* WORK INSTRUCTION
Since only the total matters, count the lines of these entries containing the word "headlight" and write that total alone.

* Data records
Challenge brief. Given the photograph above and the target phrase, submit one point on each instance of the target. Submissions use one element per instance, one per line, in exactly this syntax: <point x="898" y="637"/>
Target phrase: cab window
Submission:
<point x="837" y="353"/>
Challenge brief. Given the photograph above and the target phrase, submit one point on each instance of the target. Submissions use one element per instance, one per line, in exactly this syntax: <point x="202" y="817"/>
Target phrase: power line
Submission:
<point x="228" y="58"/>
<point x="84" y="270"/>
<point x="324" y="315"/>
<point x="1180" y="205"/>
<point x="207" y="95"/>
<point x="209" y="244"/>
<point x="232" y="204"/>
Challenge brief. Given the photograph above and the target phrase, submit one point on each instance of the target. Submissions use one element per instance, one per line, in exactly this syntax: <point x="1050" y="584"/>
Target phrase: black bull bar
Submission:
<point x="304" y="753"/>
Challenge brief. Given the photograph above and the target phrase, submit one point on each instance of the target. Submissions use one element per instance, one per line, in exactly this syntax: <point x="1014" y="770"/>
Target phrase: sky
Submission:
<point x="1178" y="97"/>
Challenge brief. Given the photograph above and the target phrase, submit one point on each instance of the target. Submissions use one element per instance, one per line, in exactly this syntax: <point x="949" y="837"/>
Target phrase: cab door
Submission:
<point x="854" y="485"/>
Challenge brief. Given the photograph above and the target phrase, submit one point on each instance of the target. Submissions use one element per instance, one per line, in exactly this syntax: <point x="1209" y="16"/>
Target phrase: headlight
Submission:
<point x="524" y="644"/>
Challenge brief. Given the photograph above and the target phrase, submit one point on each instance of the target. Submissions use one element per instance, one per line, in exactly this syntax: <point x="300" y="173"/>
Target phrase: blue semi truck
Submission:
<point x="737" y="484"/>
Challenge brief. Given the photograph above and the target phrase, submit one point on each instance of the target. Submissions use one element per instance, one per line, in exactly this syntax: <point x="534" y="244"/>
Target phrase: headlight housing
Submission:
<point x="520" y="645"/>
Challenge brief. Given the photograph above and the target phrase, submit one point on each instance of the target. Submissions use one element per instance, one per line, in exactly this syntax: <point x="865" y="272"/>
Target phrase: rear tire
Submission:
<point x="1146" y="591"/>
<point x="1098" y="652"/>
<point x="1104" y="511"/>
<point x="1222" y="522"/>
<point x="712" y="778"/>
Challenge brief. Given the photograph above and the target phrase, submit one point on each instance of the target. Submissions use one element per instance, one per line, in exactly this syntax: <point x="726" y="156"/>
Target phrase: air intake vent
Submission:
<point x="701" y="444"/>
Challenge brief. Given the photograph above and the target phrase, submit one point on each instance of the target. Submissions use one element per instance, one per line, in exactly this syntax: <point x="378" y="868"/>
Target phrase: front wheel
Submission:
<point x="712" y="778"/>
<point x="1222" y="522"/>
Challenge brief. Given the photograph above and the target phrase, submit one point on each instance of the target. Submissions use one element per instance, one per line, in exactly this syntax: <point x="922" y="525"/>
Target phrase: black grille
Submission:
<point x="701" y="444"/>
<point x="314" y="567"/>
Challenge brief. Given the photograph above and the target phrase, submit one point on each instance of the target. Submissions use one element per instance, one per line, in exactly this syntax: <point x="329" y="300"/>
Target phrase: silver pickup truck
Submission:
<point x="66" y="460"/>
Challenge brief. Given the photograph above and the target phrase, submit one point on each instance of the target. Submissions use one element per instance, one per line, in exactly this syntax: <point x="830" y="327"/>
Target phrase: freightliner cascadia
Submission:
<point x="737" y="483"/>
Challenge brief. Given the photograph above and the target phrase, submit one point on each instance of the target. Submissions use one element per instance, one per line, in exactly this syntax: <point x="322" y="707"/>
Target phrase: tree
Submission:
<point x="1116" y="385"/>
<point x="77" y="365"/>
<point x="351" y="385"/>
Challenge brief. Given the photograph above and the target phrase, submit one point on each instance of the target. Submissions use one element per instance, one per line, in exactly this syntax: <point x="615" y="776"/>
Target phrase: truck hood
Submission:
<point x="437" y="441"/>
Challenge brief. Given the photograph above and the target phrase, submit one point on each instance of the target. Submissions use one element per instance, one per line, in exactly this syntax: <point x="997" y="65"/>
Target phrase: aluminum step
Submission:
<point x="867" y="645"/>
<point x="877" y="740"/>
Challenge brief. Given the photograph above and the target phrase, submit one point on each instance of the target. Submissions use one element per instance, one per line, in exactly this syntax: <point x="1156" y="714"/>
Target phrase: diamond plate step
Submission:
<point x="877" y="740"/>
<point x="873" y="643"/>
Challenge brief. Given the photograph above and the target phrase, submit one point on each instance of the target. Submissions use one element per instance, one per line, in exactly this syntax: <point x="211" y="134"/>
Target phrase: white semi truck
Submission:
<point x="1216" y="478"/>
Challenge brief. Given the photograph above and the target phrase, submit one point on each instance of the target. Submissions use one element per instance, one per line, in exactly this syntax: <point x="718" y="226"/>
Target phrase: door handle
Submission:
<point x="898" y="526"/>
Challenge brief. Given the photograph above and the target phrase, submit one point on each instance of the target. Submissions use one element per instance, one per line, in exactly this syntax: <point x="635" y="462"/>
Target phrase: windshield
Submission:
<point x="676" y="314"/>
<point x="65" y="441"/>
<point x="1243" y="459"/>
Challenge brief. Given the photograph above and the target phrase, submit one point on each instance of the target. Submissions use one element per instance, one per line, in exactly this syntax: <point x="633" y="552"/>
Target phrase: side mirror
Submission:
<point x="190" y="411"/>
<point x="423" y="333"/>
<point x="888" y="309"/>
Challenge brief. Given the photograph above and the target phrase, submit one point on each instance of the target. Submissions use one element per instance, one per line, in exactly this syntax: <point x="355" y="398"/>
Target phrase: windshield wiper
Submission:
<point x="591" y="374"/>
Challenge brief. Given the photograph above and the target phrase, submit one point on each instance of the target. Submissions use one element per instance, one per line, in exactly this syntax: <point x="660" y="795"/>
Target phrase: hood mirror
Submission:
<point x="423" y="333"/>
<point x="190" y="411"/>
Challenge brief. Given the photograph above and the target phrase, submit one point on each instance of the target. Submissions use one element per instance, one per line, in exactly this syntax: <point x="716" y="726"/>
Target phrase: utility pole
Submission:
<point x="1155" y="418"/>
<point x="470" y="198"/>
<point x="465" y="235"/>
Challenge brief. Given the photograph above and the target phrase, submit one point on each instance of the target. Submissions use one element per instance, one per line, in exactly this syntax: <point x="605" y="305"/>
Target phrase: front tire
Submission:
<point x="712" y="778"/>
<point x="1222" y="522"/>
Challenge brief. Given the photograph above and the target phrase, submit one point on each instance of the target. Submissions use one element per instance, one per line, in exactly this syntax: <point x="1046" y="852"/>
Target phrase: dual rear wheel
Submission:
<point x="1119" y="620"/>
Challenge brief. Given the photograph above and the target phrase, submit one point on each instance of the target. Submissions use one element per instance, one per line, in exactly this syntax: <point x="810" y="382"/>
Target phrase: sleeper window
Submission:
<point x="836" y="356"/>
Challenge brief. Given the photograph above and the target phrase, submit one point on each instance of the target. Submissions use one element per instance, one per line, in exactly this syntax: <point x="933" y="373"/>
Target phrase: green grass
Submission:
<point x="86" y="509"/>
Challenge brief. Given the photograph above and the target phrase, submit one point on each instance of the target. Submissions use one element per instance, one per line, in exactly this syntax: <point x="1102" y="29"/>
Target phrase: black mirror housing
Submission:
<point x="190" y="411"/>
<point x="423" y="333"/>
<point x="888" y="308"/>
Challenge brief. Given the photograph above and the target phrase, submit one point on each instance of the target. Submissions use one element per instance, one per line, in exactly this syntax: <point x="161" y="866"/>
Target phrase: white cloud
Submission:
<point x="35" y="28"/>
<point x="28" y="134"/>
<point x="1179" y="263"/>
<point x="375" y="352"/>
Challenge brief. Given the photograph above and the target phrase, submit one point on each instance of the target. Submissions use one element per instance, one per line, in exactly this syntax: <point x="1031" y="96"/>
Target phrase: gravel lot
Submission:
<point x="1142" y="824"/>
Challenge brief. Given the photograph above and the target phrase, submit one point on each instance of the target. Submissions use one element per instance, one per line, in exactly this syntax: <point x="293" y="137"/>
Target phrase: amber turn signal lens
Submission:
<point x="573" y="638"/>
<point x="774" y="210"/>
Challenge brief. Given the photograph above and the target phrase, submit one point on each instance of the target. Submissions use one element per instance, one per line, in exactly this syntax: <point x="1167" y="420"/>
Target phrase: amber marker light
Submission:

* REPLY
2